Problem requirements: Give back the data below exactly as it was given.
"""
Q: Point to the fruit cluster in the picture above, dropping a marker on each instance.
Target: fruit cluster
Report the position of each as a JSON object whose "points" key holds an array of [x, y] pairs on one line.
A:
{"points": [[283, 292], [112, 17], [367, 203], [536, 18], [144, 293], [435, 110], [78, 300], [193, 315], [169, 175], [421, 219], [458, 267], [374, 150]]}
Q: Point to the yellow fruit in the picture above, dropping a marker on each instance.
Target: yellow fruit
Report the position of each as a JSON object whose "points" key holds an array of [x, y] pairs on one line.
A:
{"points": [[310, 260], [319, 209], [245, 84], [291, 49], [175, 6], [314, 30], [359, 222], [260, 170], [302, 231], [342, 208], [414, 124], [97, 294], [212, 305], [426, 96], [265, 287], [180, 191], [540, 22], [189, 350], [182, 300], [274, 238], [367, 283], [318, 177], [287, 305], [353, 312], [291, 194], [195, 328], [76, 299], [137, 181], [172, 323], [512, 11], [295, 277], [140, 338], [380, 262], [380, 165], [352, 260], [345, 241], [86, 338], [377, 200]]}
"""
Solution to this exercise:
Q: Point to the fruit cluster in the picture above, dropping a marker on each instance.
Target: fruit cluster
Report the position of each as a JSON object whose "points" key holds an array of [x, y] pairs on one line.
A:
{"points": [[283, 292], [112, 17], [367, 203], [536, 18], [144, 293], [435, 110], [78, 300], [193, 315], [169, 175], [421, 219], [458, 267], [374, 150]]}
Q: Point to the yellow fruit in the picture above, dropping a marker on each instance.
Target: yellow fruit
Report the position of each as a JSON object whose "points" key holds an array of [x, y] pairs on one line.
A:
{"points": [[310, 260], [319, 209], [245, 84], [291, 49], [175, 6], [314, 30], [359, 222], [260, 170], [302, 231], [342, 208], [414, 124], [97, 294], [212, 305], [426, 96], [265, 287], [180, 191], [540, 22], [189, 350], [182, 300], [274, 238], [367, 283], [318, 177], [287, 305], [353, 312], [291, 194], [195, 328], [76, 299], [137, 181], [172, 323], [512, 11], [295, 277], [140, 338], [380, 262], [380, 165], [352, 260], [345, 241], [86, 338], [377, 200]]}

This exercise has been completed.